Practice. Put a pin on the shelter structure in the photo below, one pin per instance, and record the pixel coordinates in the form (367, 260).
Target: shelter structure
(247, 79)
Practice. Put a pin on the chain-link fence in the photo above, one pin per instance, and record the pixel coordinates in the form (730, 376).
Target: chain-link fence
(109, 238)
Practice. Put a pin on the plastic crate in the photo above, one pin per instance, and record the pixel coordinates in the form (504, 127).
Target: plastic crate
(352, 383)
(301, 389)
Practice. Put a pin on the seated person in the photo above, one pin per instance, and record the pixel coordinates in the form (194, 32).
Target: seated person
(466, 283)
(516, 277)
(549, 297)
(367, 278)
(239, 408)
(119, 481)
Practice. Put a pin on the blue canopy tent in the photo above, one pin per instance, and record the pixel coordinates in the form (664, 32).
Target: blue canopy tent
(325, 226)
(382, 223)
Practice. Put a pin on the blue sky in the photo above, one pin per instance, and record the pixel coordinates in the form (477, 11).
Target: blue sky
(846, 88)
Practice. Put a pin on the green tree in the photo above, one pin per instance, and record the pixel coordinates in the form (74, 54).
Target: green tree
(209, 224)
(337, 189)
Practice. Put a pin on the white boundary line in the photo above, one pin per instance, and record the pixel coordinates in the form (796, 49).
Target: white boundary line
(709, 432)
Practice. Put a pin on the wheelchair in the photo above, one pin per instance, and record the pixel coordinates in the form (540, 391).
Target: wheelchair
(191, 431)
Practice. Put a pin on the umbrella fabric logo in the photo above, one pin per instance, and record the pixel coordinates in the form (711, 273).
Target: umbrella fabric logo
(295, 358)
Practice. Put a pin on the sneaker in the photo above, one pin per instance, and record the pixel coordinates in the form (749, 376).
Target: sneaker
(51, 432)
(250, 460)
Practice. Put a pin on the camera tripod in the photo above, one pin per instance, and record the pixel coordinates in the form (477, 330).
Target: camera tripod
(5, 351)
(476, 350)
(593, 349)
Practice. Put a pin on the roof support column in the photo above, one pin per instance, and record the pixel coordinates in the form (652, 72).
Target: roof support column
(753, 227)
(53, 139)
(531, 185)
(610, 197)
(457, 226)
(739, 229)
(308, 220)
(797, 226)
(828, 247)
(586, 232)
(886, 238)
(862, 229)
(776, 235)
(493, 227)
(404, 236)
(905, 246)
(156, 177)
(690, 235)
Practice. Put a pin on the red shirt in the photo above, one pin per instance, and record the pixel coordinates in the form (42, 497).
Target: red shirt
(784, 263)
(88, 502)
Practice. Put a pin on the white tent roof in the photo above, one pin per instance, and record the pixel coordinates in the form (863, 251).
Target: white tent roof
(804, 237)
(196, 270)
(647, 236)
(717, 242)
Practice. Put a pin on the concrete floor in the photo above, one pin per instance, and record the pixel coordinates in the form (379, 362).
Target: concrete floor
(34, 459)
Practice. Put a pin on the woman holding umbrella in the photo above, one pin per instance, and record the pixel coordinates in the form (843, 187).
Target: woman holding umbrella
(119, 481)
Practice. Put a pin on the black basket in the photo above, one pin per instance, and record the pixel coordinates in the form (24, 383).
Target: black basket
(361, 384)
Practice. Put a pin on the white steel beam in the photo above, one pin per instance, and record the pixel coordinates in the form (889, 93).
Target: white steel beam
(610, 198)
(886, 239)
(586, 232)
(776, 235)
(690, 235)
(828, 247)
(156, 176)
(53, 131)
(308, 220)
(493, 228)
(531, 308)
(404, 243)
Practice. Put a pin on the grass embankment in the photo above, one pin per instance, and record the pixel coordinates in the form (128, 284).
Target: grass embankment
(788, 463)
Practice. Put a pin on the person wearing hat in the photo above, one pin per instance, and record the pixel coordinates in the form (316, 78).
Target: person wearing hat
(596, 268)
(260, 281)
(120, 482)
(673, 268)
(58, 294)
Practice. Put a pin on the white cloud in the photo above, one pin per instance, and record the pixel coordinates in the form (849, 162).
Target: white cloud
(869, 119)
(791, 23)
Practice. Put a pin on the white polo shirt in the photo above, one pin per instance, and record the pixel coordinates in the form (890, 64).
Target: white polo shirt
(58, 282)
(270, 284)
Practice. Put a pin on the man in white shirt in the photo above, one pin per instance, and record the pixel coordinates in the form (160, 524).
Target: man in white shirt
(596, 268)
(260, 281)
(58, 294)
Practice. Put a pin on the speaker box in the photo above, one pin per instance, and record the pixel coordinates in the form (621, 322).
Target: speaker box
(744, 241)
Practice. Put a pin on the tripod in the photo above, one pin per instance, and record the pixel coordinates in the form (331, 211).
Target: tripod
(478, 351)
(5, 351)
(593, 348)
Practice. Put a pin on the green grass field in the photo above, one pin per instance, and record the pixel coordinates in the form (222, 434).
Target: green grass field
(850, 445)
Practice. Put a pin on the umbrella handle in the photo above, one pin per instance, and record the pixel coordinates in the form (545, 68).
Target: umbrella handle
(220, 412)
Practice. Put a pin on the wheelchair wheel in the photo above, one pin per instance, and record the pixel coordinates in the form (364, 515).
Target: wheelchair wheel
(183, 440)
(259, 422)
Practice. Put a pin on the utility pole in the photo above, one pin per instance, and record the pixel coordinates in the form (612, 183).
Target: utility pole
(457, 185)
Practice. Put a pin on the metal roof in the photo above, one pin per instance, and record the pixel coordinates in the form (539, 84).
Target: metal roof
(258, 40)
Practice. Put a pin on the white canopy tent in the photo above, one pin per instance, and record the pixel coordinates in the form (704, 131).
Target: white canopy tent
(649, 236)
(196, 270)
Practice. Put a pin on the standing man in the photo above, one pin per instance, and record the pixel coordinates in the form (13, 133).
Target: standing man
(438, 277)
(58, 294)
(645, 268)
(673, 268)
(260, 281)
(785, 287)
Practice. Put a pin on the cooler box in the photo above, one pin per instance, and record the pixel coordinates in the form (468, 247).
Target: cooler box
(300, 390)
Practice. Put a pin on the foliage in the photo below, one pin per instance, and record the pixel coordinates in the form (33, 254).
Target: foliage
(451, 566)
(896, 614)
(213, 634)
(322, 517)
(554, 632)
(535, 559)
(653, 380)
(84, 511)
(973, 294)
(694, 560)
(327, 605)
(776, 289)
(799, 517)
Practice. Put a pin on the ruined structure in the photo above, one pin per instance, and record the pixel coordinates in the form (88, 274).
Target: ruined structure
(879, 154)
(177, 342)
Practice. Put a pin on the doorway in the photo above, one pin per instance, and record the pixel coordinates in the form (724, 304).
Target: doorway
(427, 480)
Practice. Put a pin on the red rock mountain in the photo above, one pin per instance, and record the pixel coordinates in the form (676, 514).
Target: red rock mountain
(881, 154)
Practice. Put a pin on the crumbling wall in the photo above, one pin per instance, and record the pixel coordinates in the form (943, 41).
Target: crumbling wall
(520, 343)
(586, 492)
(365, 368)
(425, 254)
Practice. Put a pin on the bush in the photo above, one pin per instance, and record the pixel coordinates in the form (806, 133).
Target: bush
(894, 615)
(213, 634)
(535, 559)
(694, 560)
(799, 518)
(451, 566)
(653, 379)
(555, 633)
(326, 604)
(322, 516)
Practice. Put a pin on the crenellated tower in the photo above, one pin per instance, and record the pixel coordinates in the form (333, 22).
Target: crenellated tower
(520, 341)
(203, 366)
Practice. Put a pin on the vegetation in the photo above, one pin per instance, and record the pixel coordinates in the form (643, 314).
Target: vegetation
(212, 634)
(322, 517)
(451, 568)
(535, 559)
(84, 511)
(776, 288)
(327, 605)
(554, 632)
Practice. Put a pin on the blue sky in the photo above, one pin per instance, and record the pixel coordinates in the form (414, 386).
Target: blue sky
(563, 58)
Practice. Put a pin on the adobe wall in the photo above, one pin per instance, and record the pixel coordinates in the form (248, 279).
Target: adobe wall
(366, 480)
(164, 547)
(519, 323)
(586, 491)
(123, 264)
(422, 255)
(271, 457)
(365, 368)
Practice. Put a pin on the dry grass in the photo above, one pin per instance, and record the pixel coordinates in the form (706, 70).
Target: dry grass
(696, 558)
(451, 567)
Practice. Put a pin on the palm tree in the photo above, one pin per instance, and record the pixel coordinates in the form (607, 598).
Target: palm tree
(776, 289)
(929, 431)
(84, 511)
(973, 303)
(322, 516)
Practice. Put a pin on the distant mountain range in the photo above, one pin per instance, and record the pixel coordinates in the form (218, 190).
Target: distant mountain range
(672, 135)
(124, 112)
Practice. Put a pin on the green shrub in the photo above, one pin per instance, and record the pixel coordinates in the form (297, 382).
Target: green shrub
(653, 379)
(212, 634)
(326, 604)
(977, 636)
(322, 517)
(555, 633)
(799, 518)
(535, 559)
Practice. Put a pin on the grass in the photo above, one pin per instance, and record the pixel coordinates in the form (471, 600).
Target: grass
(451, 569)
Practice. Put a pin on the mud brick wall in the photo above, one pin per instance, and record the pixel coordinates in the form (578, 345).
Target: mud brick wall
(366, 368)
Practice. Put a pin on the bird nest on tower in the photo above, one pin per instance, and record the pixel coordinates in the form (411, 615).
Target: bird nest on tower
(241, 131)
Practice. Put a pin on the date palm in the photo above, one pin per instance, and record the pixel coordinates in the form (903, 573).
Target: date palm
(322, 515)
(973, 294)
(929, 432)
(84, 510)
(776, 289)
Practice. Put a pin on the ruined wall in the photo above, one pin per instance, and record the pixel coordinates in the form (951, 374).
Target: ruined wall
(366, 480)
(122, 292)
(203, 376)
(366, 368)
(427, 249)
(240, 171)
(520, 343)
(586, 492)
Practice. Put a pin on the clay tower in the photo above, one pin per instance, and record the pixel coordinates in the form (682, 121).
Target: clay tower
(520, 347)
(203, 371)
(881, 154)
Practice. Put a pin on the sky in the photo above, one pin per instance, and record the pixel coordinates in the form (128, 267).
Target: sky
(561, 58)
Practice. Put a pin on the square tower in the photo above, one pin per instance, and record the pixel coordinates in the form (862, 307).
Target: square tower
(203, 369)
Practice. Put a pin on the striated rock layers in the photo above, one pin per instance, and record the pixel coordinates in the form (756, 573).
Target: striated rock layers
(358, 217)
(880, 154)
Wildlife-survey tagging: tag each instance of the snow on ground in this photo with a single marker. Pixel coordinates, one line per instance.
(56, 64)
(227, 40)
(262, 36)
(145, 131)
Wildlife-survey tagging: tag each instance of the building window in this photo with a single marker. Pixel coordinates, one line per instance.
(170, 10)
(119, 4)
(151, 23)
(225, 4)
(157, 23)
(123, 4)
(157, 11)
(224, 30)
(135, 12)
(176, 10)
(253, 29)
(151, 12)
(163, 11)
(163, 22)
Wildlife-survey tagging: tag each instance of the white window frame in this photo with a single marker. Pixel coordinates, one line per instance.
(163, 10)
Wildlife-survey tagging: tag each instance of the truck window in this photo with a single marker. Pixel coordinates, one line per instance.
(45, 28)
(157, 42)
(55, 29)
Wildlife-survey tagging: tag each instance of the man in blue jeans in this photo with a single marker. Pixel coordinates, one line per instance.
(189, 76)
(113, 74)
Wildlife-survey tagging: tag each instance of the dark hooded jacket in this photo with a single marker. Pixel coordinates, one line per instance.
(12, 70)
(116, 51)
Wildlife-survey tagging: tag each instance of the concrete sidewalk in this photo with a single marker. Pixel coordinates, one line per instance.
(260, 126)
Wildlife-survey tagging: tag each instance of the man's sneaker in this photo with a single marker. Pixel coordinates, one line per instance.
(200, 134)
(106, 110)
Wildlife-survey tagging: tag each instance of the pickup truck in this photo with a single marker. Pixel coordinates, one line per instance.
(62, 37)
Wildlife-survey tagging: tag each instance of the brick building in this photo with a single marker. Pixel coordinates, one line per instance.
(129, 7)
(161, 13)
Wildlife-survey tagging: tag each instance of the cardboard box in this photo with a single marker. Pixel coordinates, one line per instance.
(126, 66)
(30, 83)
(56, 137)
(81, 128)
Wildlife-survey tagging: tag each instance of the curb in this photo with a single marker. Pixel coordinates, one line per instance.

------------------------------

*REQUEST*
Reproduce only those lines of the entries above that run from the line with "Wildlife-survey tagging: tag each instance of the pickup" to the final line.

*SOLUTION*
Wildlife-survey tagging: tag each instance of the pickup truck in this photo with a single marker. Pixel coordinates, one line per instance.
(62, 37)
Wildlife-survey tagging: tag each instance of the brick building in this photo with a single marker. Pixel coordinates, one line per instance.
(129, 7)
(161, 13)
Wildlife-survey tagging: tag each instance of the cardboard box in this photo with a single marker. Pixel coordinates, one line per instance.
(126, 66)
(30, 83)
(56, 137)
(81, 128)
Wildlife-survey tagging: tag each instance of the curb in this photo with a single marker. Pixel coordinates, one line per instance.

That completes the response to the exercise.